DOCUMENT EXCERPT
The 1960s Cultural Revolution

By John C. McWilliams | Go to book overview

Preface

The sixties. Few eras in American history evoke such diverse and conflicting images of the human experience. The sixties rarely fail to conjure up recollections of outrageous behavior, rebellion, anti-authoritarianism, and social and sexual experimentation--in short, a world turned upside down. Freedom Riders, Free Speech, and Freedom Summer. Teach-ins, "be-ins," and "love-ins. " March to Selma or March on the Pentagon. We could drop out or sit in. Little wonder that our knowledge and comprehension of the "real" sixties are so muddled. Sometimes when I think about how anguish and anxiety coexisted with "peace and love" in the 1960s, I wonder if history was winking at us. Not that the sixties were all ballyhoo years. Surely much of what happened was very serious, as were the people and events who shaped the era, but certain events nearly defied credibility.

(Coordinate annotation records)
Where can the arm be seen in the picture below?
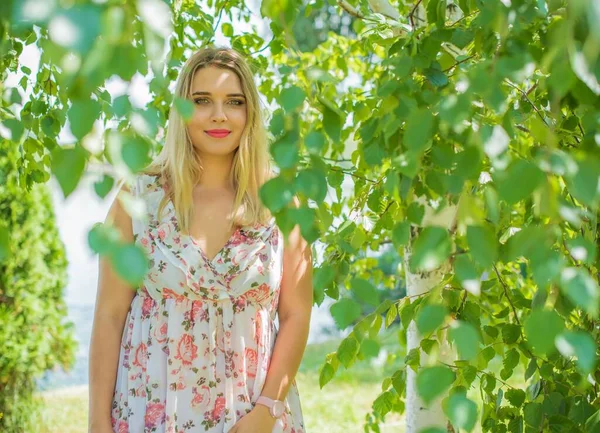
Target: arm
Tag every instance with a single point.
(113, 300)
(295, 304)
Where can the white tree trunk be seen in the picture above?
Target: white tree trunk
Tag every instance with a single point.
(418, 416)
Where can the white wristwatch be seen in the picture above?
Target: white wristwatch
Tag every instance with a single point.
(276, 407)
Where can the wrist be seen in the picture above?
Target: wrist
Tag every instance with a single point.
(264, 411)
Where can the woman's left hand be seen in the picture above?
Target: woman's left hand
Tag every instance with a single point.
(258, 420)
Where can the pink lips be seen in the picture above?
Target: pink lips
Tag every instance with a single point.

SET EXERCISE
Reproduce the entire 1960s Cultural Revolution excerpt above, word for word.

RESULT FOR THIS TASK
The 1960s Cultural Revolution

By John C. McWilliams | Go to book overview

Preface

The sixties. Few eras in American history evoke such diverse and conflicting images of the human experience. The sixties rarely fail to conjure up recollections of outrageous behavior, rebellion, anti-authoritarianism, and social and sexual experimentation--in short, a world turned upside down. Freedom Riders, Free Speech, and Freedom Summer. Teach-ins, "be-ins," and "love-ins. " March to Selma or March on the Pentagon. We could drop out or sit in. Little wonder that our knowledge and comprehension of the "real" sixties are so muddled. Sometimes when I think about how anguish and anxiety coexisted with "peace and love" in the 1960s, I wonder if history was winking at us. Not that the sixties were all ballyhoo years. Surely much of what happened was very serious, as were the people and events who shaped the era, but certain events nearly defied credibility.